When Eve, my first child, died inside of me, I felt lost and afraid.
What would become of me, of my marriage?
Could I survive my daughter’s stillbirth?
Where was God, and why did He let my only child die?
Most importantly, who was I now that this gift of a daughter had been snatched so cruelly and inexplicably from me?
In the end, I did survive Eve’s birth, although it was the most horrible thing I have ever had to do, birthing her dead body into this world on November 20, 2011. My marriage is standing strong, and God has made His presence in the midst of my grief obvious. I am grateful for these things . . . but I still struggle with who I am, with what my identity is now that stillbirth has robbed me of something (and someone) so precious.
Pregnancy and birth, reproduction – these are basic things that it seems any human couple should be able to accomplish. And yet my pregnancy, that blissful time of growing and waiting and expecting the new person growing within me, failed. It did not bring about life. The only thing I birthed was death.
And so I wondered, and still wonder, am I a mother? Am I a woman? Am I even still human?
These are questions that I do not know the answers to. Not yet. Perhaps not ever.
If a mother is someone who creates, what do you call a person whose only pregnancy ended with tears and sorrow and pain? With an empty crib and piles of little girl clothes that will never be worn by the baby they were bought for?
Creativity has helped me to survive this feel of exclusion, of non-motherhood, non-humanity.
It began the day after we arrived home from the hospital, with arms empty except for a few precious memory tokens. I felt a pressing urgency to do, to create. So I got out my camera and began photographing the only possessions I owned that held any importance to me at the time – the casts of Eve’s hands and feet. I photographed them, and every single item in the memory boxes our sweet nurses had put together for us, then immediately uploaded them to my computer and edited them before sharing them with the world.

PROMPT.
Copy out, word for word, the passage of the piece about stillbirth starting with "What would become" and going on through "someone) so precious.".

RAW DATA.
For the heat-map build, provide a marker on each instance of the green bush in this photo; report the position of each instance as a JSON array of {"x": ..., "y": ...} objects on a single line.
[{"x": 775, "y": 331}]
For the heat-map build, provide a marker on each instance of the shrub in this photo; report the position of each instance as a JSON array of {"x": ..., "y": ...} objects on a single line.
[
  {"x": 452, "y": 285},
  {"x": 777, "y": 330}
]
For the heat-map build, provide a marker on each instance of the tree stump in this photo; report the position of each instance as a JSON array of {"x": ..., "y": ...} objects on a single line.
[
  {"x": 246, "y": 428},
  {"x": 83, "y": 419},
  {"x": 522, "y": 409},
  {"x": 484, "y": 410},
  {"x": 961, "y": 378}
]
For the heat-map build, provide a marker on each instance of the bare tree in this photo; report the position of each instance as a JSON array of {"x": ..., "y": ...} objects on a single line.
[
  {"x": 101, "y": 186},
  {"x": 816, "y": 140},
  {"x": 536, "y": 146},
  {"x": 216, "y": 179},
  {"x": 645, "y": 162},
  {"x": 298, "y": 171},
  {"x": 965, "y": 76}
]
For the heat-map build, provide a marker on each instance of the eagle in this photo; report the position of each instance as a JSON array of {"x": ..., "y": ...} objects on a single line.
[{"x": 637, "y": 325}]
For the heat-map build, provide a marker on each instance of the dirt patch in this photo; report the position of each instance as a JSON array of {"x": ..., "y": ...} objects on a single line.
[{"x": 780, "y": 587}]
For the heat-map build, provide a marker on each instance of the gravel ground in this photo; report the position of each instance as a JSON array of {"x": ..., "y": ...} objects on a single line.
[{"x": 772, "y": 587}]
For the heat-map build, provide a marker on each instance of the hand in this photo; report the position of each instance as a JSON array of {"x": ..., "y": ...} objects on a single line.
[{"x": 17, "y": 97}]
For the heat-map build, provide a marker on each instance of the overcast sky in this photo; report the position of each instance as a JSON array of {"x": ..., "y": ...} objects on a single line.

FINISHED EXERCISE.
What would become of me, of my marriage?
Could I survive my daughter’s stillbirth?
Where was God, and why did He let my only child die?
Most importantly, who was I now that this gift of a daughter had been snatched so cruelly and inexplicably from me?
In the end, I did survive Eve’s birth, although it was the most horrible thing I have ever had to do, birthing her dead body into this world on November 20, 2011. My marriage is standing strong, and God has made His presence in the midst of my grief obvious. I am grateful for these things . . . but I still struggle with who I am, with what my identity is now that stillbirth has robbed me of something (and someone) so precious.